» **DATA SUPPLIED**:

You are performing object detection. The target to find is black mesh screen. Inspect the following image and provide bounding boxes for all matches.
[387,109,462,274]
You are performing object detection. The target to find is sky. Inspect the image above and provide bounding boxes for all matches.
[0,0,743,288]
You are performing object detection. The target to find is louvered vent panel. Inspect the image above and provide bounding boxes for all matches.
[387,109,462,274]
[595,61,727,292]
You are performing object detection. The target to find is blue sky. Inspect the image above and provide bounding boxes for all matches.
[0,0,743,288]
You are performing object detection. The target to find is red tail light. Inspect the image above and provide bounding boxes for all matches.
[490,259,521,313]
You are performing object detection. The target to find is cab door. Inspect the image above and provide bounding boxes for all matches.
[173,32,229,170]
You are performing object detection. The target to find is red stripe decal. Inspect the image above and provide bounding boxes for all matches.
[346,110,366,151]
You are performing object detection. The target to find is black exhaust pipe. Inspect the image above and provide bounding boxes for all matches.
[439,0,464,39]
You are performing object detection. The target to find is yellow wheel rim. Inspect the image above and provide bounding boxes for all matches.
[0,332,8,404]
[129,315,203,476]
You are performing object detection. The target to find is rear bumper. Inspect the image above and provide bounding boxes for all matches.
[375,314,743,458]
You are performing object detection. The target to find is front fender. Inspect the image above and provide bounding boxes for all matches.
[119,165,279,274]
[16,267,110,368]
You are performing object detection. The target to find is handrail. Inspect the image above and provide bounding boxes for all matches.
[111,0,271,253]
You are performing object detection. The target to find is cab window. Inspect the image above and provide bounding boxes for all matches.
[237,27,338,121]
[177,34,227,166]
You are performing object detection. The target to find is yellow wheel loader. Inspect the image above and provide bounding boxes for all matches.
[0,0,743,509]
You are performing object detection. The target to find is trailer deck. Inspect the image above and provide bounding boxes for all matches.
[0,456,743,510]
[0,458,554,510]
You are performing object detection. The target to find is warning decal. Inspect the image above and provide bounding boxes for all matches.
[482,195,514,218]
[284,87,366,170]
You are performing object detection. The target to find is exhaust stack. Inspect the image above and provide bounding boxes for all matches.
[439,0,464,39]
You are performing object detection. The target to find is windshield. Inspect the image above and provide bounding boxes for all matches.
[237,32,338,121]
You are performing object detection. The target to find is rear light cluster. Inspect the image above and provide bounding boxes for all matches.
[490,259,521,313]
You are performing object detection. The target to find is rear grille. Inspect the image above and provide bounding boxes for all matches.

» **TASK DIRECTIONS**:
Reproduce the items verbatim, starting at the beginning of the items and ending at the line containing "[111,0,271,253]", both ends included.

» **RESPONSE FOR THIS EXERCISE**:
You are performing object detection. The target to find is black mesh screen. Inspect the following image and provide bounding boxes for all matches.
[387,109,462,274]
You are performing object detection. The target to find is sky. Inspect the image above and provide bounding boxes for all matches.
[0,0,743,288]
You are performing object detection. The target to find is louvered vent panel. Inspect the image above and provide bounding boxes for all matches.
[387,109,462,274]
[595,61,727,292]
You are performing object detection. The target to find is blue sky. Inspect the image above and provide bounding boxes for all matches.
[0,0,743,288]
You are performing object detection. The target to find is red tail light. Inspect the image above and provide bounding boxes for all matches.
[490,259,521,313]
You are performing object detection. The target to find is cab door. Inspect the image above and provide bounding boxes for all matches.
[173,32,229,170]
You are performing object detection. The target to find is red stripe decal. Inspect the image above and provide bounding boxes for all matches.
[346,110,366,151]
You are performing object detection. The target to find is black exhaust pipe. Inspect the image above and provide bounding boxes for all matches.
[439,0,464,39]
You are performing object detection. The target to find is yellow wheel rim. Inspect the image above and provide bounding boxes for all matches.
[0,332,8,404]
[129,315,203,476]
You are performing object detection. The target to find is rear bumper. Inspect the image above and provide bounding boxes for all matches.
[375,314,743,458]
You are performing object detection. The target to find is front fender. Inspect the image above and provide bounding boxes for all matches.
[119,165,279,274]
[16,267,110,368]
You are performing object detection. The target to find is handrail. Inspect the image above and provide bounding boxes for all matches.
[111,0,271,253]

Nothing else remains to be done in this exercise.